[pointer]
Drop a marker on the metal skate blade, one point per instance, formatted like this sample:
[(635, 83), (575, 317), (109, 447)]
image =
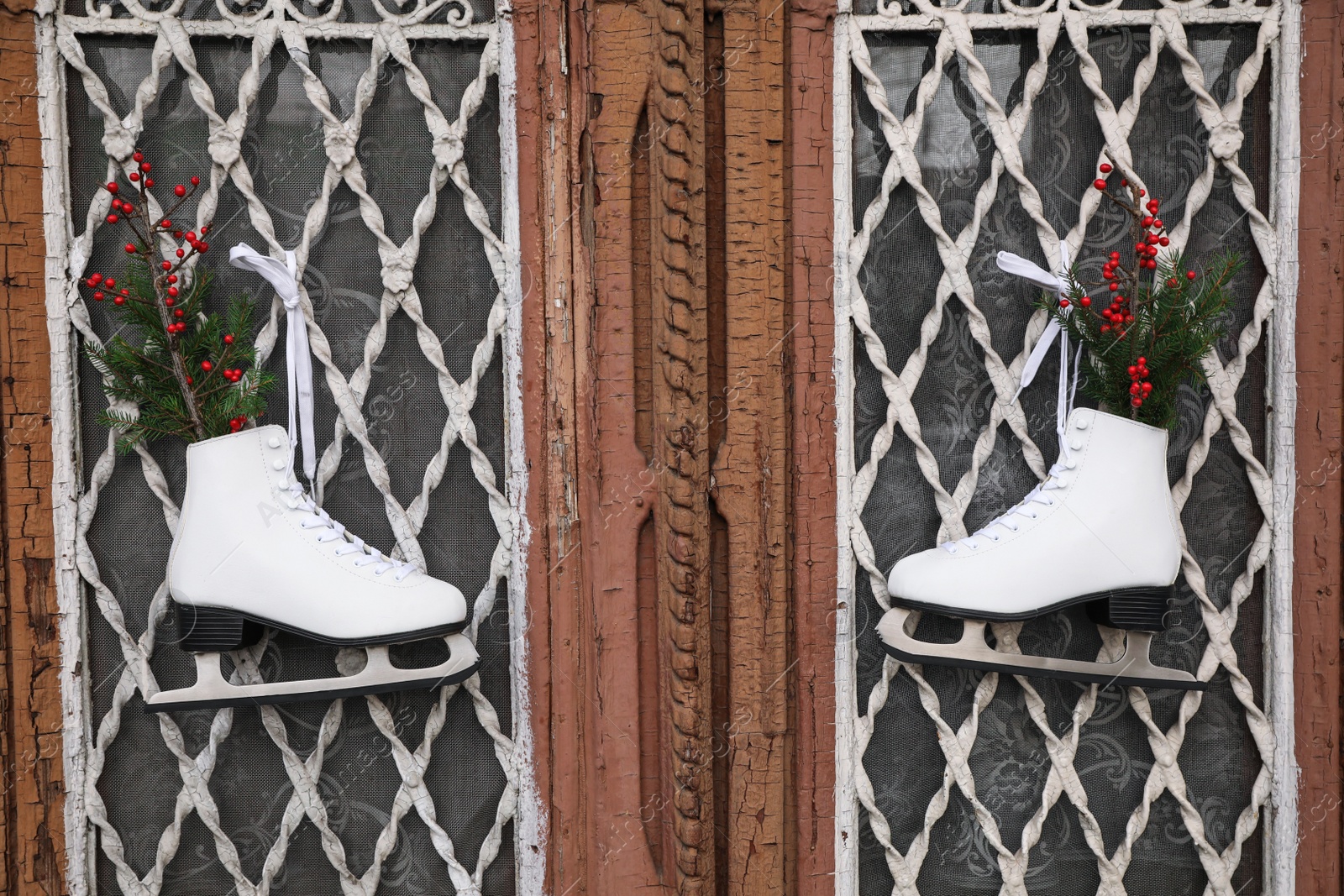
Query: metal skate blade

--

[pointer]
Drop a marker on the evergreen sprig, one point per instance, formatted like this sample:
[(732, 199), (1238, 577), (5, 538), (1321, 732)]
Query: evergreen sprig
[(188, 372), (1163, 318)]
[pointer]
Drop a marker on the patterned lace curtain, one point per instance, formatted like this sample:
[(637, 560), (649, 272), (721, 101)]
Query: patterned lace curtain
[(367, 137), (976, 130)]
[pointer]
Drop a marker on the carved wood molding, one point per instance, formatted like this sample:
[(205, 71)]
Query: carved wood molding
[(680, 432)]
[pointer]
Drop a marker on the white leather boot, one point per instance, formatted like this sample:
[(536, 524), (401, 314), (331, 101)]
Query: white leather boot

▸ **WORK INSTRUCTIONS**: Identify every line in the material above that contains the word "white" and copy each of those lines.

▸ **WRITTEN SOLUTION**:
Drop a marker on the white leather boot, one point per instance, formatted like this sample:
Query: white leather boot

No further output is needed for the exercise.